- _Selected text_:
------------------------

High (Shame) Fidelity, and the Illusion of Certainty

Nobody wants to be cheated on. Because everyone wants control. We want to control our work, our kids (including pets), our schedules, our trajectory in life, and our emotions if we can help it. We also want to control our partners because once upon a time we were born, and the movies taught us—cheating: bad. Monogamy: good.

But last week I heard the great poet Andrea Gibson (RIP) say: What is more loving than the truth?

What if the truth is—we want to be chosen. We want to be guaranteed love.
We want to be the one, because the one means the best, because deep down the real question is: am I enough? Enough for this partner? Enough for this crowd? Enough for this ask?

Isn’t everything we do circling around the question of will you leave me, because if you stay then I am safe, I am worthy, I am alright. And isn’t the safety in your own existence the hardest to find?

------------------------

- _Dataset content_:
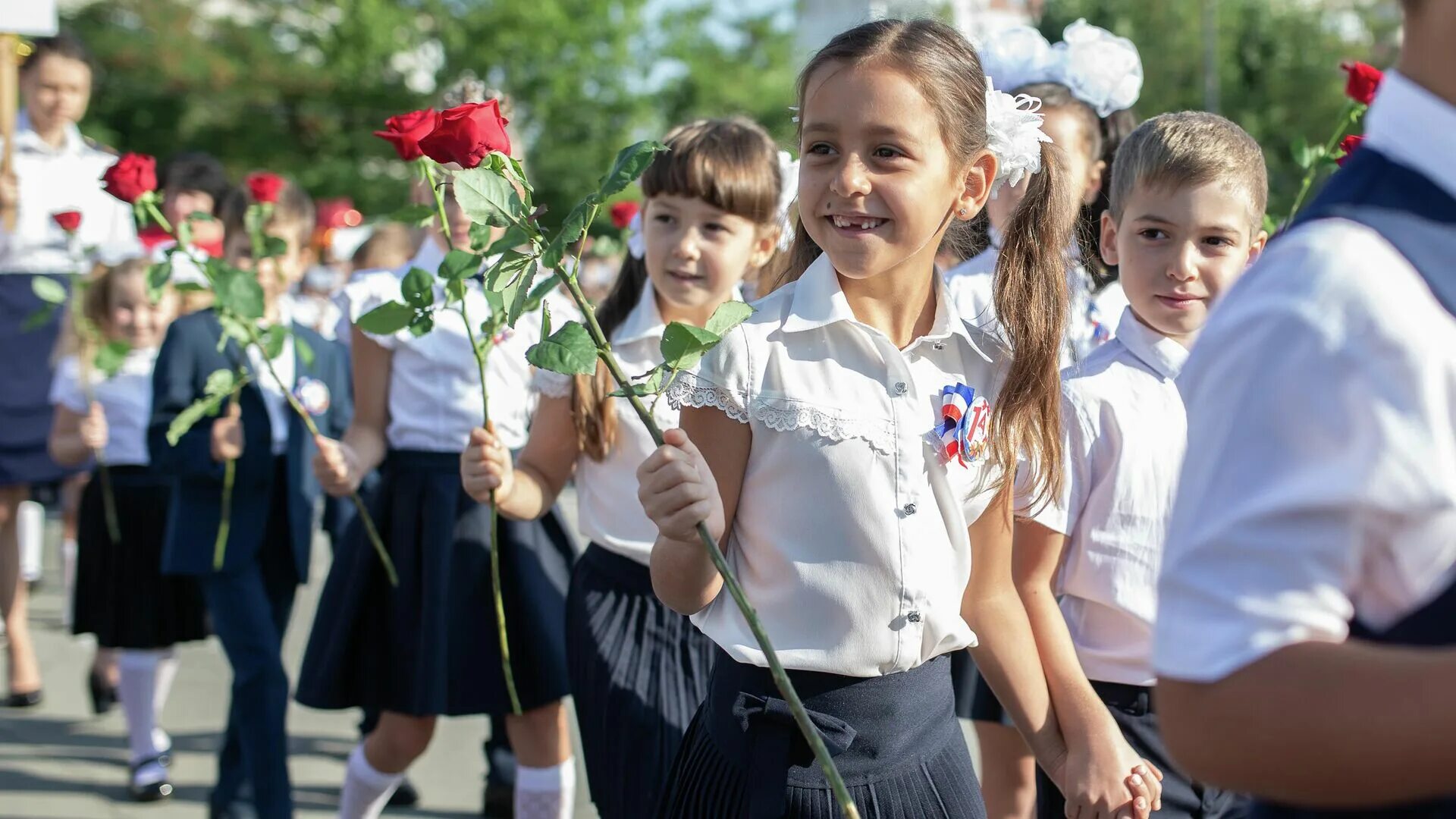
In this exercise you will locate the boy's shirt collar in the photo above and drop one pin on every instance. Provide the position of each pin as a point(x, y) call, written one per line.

------------------------

- _Complete the following_:
**1)** Which poet does the essay on fidelity quote?
**2)** Reproduce verbatim everything in the essay on fidelity from "But last week" down to "be guaranteed love.".
The data has no connection to the essay on fidelity.

- _Set of answers_:
**1)** Andrea Gibson.

**2)**
But last week I heard the great poet Andrea Gibson (RIP) say: What is more loving than the truth?

What if the truth is—we want to be chosen. We want to be guaranteed love.